[Photo-based referring expression data]
____________________

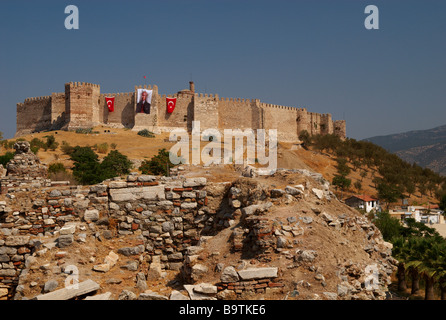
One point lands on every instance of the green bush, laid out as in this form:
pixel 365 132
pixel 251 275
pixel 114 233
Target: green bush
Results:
pixel 56 167
pixel 86 168
pixel 146 133
pixel 102 148
pixel 4 159
pixel 66 148
pixel 36 144
pixel 158 165
pixel 89 170
pixel 51 142
pixel 115 164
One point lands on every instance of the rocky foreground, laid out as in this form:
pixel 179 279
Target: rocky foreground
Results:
pixel 284 236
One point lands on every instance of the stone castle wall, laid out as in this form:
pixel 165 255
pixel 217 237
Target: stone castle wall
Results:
pixel 83 106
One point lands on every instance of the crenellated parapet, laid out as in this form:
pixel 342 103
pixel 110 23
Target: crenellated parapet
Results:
pixel 82 105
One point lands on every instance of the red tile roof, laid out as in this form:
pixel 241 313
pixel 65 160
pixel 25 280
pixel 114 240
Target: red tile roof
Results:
pixel 365 198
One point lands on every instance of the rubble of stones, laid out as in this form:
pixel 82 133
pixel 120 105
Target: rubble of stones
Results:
pixel 24 172
pixel 172 217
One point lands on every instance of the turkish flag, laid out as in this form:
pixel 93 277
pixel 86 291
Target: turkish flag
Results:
pixel 171 102
pixel 110 103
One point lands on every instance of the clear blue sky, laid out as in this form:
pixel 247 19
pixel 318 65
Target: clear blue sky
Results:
pixel 316 54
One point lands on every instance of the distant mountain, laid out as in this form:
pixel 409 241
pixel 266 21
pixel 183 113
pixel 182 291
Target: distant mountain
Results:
pixel 427 148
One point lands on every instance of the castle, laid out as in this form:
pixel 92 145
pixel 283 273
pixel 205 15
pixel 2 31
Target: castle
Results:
pixel 82 105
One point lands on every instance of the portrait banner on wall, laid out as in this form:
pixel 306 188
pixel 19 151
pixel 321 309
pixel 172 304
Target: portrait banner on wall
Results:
pixel 170 103
pixel 144 101
pixel 110 101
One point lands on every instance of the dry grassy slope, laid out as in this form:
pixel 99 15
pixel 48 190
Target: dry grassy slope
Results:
pixel 290 156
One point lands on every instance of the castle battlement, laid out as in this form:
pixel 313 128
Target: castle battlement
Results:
pixel 82 84
pixel 82 105
pixel 37 99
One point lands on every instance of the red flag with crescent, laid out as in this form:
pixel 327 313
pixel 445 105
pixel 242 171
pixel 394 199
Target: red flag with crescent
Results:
pixel 171 102
pixel 110 103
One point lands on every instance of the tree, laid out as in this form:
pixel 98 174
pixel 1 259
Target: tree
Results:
pixel 410 188
pixel 442 204
pixel 358 186
pixel 115 164
pixel 86 165
pixel 390 227
pixel 399 251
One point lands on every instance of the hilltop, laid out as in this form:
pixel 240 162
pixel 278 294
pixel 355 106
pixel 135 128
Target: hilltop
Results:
pixel 427 148
pixel 138 148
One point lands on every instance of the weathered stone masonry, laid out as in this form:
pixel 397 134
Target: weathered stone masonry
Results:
pixel 83 106
pixel 167 213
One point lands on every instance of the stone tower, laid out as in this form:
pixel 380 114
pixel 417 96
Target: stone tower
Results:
pixel 81 105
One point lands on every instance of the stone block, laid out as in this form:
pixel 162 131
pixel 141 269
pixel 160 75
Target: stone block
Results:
pixel 258 273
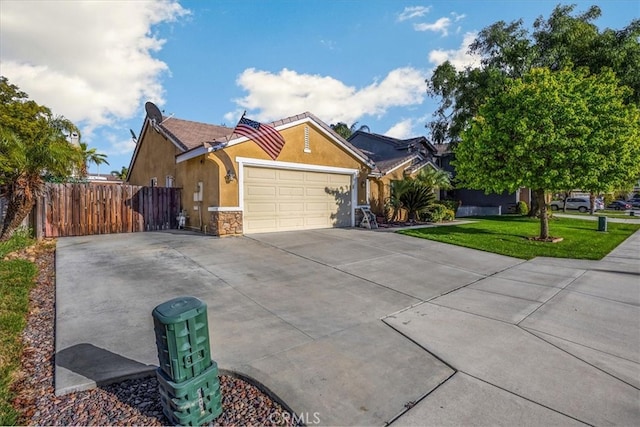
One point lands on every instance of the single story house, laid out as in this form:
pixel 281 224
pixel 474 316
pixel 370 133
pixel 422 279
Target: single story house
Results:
pixel 230 185
pixel 471 200
pixel 394 159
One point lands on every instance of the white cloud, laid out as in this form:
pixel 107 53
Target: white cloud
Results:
pixel 89 61
pixel 273 96
pixel 410 12
pixel 460 58
pixel 402 129
pixel 441 25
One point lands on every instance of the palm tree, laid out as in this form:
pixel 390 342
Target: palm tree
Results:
pixel 122 175
pixel 436 178
pixel 91 155
pixel 410 194
pixel 24 163
pixel 416 199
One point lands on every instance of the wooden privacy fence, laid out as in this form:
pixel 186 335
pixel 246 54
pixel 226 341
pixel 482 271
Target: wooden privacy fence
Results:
pixel 84 209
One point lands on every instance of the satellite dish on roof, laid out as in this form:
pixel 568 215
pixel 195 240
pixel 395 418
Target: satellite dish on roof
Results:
pixel 153 112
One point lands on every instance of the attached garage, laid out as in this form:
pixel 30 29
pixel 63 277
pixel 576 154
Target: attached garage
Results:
pixel 280 199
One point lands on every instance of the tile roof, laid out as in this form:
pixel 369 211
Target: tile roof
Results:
pixel 191 134
pixel 443 149
pixel 389 153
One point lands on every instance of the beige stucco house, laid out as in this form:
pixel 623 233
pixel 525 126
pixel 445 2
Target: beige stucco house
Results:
pixel 230 185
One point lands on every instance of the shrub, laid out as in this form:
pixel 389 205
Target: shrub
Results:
pixel 440 212
pixel 522 208
pixel 608 198
pixel 450 204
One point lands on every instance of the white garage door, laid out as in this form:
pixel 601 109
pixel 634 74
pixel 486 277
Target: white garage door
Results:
pixel 283 200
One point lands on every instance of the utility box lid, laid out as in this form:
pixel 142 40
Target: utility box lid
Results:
pixel 178 310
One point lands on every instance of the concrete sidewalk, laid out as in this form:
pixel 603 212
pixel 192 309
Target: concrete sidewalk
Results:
pixel 547 342
pixel 508 342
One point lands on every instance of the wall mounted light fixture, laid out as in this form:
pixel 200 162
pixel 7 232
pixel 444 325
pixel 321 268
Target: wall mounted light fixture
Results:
pixel 230 176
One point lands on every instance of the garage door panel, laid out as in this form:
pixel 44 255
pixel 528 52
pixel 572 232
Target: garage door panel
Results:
pixel 261 174
pixel 261 208
pixel 284 200
pixel 294 208
pixel 259 190
pixel 291 191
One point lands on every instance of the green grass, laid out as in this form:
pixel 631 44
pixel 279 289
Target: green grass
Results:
pixel 607 213
pixel 16 280
pixel 509 235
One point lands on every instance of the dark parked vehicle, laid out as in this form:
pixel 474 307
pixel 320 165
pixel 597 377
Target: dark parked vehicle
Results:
pixel 581 204
pixel 619 205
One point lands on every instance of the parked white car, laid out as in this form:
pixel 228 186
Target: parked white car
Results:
pixel 576 203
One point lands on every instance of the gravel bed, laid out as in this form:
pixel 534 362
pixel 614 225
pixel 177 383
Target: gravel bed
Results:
pixel 130 402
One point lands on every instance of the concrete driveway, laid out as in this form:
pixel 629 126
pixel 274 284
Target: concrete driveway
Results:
pixel 366 328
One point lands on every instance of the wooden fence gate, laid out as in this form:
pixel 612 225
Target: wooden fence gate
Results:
pixel 84 209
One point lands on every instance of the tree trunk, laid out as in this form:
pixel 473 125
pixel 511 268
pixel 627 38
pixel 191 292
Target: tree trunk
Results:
pixel 544 220
pixel 535 209
pixel 17 210
pixel 564 202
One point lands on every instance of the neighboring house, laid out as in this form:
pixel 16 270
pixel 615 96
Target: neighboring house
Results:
pixel 478 198
pixel 394 159
pixel 232 186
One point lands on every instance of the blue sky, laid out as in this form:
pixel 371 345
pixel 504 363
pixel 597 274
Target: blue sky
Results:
pixel 98 62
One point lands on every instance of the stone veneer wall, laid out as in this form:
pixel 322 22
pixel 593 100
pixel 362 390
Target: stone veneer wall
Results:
pixel 225 223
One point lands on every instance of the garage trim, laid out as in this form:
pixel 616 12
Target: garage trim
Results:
pixel 247 161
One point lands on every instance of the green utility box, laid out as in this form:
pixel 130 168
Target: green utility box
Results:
pixel 193 402
pixel 182 338
pixel 602 223
pixel 187 377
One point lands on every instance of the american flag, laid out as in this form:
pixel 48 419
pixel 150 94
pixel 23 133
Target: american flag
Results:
pixel 267 137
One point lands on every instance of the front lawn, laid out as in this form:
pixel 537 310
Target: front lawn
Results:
pixel 16 279
pixel 607 213
pixel 508 235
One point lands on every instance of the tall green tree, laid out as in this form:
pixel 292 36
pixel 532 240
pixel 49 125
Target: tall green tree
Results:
pixel 550 131
pixel 509 50
pixel 346 131
pixel 32 142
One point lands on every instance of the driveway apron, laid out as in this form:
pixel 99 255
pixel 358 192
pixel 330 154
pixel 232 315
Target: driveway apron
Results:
pixel 347 323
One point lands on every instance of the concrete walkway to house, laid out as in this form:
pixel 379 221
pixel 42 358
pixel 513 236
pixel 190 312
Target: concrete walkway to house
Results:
pixel 629 220
pixel 366 328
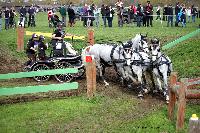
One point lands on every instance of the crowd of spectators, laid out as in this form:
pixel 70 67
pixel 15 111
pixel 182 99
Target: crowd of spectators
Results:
pixel 143 15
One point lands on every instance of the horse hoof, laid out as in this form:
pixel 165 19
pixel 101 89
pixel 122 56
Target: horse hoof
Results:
pixel 145 91
pixel 140 96
pixel 106 84
pixel 167 98
pixel 129 86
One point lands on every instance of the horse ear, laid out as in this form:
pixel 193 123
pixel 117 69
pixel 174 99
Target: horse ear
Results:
pixel 150 49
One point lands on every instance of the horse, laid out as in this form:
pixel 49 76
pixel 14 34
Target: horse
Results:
pixel 162 66
pixel 112 55
pixel 137 65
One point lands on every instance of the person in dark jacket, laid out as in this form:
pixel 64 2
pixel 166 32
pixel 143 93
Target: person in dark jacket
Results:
pixel 170 15
pixel 0 19
pixel 41 48
pixel 149 10
pixel 31 12
pixel 31 49
pixel 103 13
pixel 120 16
pixel 193 12
pixel 6 16
pixel 165 11
pixel 63 14
pixel 12 17
pixel 23 13
pixel 183 16
pixel 139 15
pixel 177 11
pixel 158 13
pixel 109 15
pixel 71 15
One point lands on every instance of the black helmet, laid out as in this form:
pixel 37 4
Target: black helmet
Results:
pixel 154 41
pixel 127 45
pixel 34 35
pixel 59 24
pixel 41 38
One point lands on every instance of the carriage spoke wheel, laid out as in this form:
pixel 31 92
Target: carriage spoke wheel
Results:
pixel 64 77
pixel 80 73
pixel 40 67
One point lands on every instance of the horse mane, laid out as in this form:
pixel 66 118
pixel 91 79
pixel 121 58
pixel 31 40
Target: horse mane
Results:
pixel 135 41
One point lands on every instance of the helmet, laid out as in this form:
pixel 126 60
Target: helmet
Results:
pixel 41 38
pixel 127 45
pixel 34 36
pixel 59 24
pixel 155 41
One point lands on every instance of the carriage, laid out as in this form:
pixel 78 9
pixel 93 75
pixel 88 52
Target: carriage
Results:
pixel 58 62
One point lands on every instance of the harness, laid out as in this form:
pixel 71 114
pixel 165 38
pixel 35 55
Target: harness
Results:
pixel 157 64
pixel 116 60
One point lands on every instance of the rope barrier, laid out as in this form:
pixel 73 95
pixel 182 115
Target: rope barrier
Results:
pixel 183 38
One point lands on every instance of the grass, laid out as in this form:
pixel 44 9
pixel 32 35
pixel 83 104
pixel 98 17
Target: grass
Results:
pixel 103 113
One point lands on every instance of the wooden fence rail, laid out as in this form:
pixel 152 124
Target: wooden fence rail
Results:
pixel 185 89
pixel 40 88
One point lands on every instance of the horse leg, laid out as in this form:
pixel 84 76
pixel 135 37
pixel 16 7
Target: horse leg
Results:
pixel 165 86
pixel 155 70
pixel 141 90
pixel 101 72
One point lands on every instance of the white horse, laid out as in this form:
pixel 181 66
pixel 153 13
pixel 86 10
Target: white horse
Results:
pixel 137 65
pixel 106 55
pixel 112 55
pixel 162 66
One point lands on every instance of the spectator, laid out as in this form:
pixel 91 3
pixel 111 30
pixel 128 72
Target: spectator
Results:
pixel 120 16
pixel 165 13
pixel 188 12
pixel 109 14
pixel 158 13
pixel 193 13
pixel 31 12
pixel 170 15
pixel 71 15
pixel 85 13
pixel 63 14
pixel 41 48
pixel 6 15
pixel 90 16
pixel 149 10
pixel 144 18
pixel 12 17
pixel 23 12
pixel 96 15
pixel 103 13
pixel 0 19
pixel 183 16
pixel 119 3
pixel 139 15
pixel 177 11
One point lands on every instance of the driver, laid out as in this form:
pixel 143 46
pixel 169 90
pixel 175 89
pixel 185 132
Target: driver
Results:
pixel 31 49
pixel 59 44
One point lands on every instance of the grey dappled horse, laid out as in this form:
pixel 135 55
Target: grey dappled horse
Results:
pixel 138 63
pixel 111 55
pixel 162 66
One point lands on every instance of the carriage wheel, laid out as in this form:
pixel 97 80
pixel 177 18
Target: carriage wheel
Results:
pixel 40 67
pixel 80 73
pixel 64 77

____________________

-- Task goal --
Starting with the line with "pixel 135 37" above and going on through the line with "Target: spectator", transcribe every line exactly, both ends included, and add nothing.

-- Exercise result --
pixel 135 37
pixel 16 7
Target: horse leg
Results:
pixel 165 86
pixel 155 70
pixel 141 90
pixel 101 72
One point lands on every instance of the white horse, laid out as in this form:
pixel 181 66
pixel 153 13
pixel 86 10
Target: white horse
Results:
pixel 137 65
pixel 106 55
pixel 112 55
pixel 162 66
One point lands on every instance of the spectator, laid out as in this form:
pixel 91 3
pixel 111 30
pixel 128 72
Target: spectator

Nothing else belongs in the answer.